### Opdracht 1
Welke velden staan in de kop van de aangereikte tekst over Bedrijvenpark A1? Geef bij elk veld de waarde die erbij vermeld staat.
### Opdracht 2
Hervat de aangereikte tekst over Bedrijvenpark A1 en schrijf verder vanaf de zin die eindigt op "voorzien moeten worden in een ruime bufferzone."

### Aangereikte tekst
+---+

Plan: | Bedrijvenpark A1 |
---|---|
Status: | onherroepelijk |
Plantype: | bestemmingsplan |
IMRO-idn: | NL.IMRO.0150.D124-OH01 |
Streekplan Overijssel 2000+ (Provincie Overijssel, 2000)
Het Streekplan Overijssel 2000+ (Provincie Overijssel, 2000) constateert voor de functie werken in Deventer het volgende:
"Er bestaat behoefte aan een divers aanbod van bedrijfs- en kantorenterreinen, waarbij ontsluiting en inrichting voldoende attractief moeten zijn om concentratie van bedrijven en kantoren in de stad te ondersteunen. Voor de periode tot 2020 zal er minimaal zo'n 160 han bedrijfsterrein ontwikkeld moeten worden."2
Het streekplan maakt melding van de ontwikkeling van het gebied Epse-Noord als bedrijventerrein3. Een milieueffectrapport (MER) zal de gevolgen voor het milieu in beeld brengen. Voorts wordt gewezen op de nabijheid van het spoor die in potentie een multimodale vervoersontsluiting mogelijk kan maken. Ter bescherming van het leefmilieu in Epse zal voorzien moeten worden in een ruime bufferzone.

+---+

### Fragmenten uit gegevens
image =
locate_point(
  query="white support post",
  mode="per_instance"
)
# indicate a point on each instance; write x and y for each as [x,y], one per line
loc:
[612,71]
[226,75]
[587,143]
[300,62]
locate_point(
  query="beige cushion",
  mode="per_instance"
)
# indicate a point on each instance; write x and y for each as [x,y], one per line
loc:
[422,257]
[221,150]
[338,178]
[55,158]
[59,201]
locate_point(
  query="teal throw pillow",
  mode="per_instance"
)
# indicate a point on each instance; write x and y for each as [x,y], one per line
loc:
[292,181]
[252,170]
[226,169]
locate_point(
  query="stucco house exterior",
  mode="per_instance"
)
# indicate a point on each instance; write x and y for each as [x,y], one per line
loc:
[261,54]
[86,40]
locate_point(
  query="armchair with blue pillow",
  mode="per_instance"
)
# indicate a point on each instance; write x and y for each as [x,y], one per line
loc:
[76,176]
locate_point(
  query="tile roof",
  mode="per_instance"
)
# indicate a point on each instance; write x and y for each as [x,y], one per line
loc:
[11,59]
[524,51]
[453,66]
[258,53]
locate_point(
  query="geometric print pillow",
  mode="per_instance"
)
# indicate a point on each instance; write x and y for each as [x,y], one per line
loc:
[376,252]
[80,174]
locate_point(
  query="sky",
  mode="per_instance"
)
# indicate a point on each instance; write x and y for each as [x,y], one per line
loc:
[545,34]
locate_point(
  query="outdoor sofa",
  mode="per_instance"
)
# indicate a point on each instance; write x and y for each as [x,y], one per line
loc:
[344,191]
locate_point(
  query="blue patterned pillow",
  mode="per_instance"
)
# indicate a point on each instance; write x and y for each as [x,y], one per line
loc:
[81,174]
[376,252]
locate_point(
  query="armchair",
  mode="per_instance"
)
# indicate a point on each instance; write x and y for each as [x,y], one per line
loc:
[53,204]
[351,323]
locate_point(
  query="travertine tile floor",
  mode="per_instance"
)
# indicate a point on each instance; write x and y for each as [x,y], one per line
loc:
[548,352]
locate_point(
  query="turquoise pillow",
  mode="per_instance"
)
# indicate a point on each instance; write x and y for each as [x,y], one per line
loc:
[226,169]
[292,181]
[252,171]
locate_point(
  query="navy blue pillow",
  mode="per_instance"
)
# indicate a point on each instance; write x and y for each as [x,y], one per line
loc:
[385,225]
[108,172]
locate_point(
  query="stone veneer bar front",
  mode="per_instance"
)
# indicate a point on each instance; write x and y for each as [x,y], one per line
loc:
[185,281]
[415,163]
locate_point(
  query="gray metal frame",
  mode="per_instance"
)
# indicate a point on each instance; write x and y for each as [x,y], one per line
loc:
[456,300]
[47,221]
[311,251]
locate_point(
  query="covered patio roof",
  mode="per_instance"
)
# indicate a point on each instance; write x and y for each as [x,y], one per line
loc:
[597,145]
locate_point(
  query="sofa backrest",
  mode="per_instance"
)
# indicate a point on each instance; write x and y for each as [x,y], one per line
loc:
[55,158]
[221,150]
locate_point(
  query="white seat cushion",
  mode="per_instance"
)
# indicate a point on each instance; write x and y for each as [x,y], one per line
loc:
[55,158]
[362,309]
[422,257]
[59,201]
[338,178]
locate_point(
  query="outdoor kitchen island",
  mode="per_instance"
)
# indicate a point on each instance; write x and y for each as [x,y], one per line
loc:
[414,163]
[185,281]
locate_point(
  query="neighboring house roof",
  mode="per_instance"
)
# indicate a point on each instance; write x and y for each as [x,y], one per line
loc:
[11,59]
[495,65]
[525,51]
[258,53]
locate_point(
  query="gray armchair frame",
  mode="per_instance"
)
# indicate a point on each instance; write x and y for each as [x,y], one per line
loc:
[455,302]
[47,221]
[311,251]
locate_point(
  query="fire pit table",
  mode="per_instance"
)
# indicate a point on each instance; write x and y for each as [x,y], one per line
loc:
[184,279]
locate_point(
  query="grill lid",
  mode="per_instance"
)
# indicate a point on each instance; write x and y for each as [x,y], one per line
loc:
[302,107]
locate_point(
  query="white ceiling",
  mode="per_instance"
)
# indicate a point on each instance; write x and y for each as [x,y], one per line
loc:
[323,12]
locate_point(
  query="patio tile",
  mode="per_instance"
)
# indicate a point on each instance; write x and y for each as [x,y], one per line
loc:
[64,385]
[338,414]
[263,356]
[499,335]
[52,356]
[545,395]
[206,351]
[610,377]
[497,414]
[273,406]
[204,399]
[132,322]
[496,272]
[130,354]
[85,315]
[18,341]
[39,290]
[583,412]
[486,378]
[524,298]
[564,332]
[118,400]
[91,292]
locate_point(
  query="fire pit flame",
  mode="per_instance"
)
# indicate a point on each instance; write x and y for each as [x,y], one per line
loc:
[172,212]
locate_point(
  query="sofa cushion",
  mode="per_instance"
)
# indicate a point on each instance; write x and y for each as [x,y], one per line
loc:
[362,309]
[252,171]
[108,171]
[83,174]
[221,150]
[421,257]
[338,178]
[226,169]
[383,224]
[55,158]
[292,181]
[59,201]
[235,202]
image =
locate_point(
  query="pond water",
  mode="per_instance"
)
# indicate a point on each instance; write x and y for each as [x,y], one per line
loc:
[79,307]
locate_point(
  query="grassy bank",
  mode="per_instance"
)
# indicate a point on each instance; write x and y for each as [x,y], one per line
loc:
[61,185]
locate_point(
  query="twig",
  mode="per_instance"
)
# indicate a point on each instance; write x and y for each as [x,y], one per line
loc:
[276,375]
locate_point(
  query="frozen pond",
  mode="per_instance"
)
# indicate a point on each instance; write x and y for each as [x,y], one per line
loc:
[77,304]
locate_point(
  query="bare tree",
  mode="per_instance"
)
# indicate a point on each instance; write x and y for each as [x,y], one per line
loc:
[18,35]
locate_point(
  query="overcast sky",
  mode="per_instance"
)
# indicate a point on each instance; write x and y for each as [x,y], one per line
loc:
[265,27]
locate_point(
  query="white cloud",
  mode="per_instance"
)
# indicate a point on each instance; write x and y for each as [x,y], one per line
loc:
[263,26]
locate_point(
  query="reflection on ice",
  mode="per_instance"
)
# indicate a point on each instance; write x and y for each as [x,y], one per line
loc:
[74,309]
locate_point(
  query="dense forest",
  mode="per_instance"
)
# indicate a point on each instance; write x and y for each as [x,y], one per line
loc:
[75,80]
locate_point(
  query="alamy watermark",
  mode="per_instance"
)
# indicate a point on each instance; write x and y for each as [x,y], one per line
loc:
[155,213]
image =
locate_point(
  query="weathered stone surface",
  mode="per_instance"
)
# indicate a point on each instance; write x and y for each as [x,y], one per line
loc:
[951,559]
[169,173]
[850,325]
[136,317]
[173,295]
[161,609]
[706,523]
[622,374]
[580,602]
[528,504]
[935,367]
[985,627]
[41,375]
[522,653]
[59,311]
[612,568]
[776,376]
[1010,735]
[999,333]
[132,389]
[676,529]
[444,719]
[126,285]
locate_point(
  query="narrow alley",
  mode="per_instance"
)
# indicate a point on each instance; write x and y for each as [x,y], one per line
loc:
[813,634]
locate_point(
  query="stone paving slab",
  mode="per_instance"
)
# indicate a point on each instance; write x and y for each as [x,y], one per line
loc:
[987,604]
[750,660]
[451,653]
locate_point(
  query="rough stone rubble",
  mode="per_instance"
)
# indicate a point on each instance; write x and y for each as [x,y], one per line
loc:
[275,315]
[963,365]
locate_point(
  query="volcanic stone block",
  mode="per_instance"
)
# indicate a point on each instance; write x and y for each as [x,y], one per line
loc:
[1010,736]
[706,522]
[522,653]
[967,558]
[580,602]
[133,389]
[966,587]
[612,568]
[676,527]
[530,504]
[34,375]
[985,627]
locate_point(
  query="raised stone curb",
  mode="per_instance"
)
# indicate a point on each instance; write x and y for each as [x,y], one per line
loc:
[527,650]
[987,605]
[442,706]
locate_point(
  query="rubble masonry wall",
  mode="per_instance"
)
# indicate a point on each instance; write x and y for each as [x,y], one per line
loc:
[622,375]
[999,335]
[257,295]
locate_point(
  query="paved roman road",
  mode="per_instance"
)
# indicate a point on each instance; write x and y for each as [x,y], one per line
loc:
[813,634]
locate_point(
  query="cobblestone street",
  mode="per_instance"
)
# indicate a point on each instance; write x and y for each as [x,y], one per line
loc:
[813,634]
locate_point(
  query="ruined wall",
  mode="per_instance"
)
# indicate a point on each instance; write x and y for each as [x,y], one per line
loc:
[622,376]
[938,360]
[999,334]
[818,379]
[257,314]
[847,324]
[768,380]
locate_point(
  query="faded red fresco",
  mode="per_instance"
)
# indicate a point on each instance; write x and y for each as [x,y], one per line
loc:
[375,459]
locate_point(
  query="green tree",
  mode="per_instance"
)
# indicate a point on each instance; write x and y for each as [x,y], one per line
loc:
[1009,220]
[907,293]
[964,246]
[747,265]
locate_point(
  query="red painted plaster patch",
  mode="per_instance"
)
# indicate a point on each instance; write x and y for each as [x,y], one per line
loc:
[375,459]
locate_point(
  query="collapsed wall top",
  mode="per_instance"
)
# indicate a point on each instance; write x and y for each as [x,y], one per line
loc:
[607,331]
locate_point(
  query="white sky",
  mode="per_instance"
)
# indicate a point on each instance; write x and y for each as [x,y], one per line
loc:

+---+

### Antwoordruimte 1
Plan: Bedrijvenpark A1
Status: onherroepelijk
Plantype: bestemmingsplan
IMRO-idn: NL.IMRO.0150.D124-OH01

### Antwoordruimte 2
In het Streekplan is de Dortherbeek aangewezen als ecologische verbindingszone, model laaglandbeek. Ten oosten van de spoorlijn Deventer-Zutphen ligt het terrein Oxerhof, dat deel uitmaakt van de Ecologische Hoofdstructuur (EHS).
Op afbeelding 2.2, de 'belemmeringenkaart' uit het Streekplan, is te zien dat het plangebied eveneens ligt binnen de aanduiding "grondwaterbeschermingsgebied verbod op diepe boringen".
Locatiebeleid Provincie Overijssel
Het locatiebeleid voor bedrijventerreinen van de provincie Overijssel is vastgelegd in het streekplan. Dit beleid gaat uit van drie typen locaties, te weten A, B en C-locaties. Het plangebied van Bedrijvenpark A1 voldoet in belangrijke mate aan de criteria van een 'C-locatie'.
In het locatiebeleid is een bereikbaarheidsprofiel verwoord. C-locaties dienen ontsloten te worden via een stedelijke hoofdverbindingsweg. Deze moet in of aan de rand van het stedelijk gebied liggen. Deze weg moet binnen 2.500 m toegang bieden tot het landelijke hoofdwegennet. Op maximaal 500 m van de locatie moet een halte voor openbaar vervoer zijn. Tevens dient het gebied per fiets goed bereikbaar te zijn.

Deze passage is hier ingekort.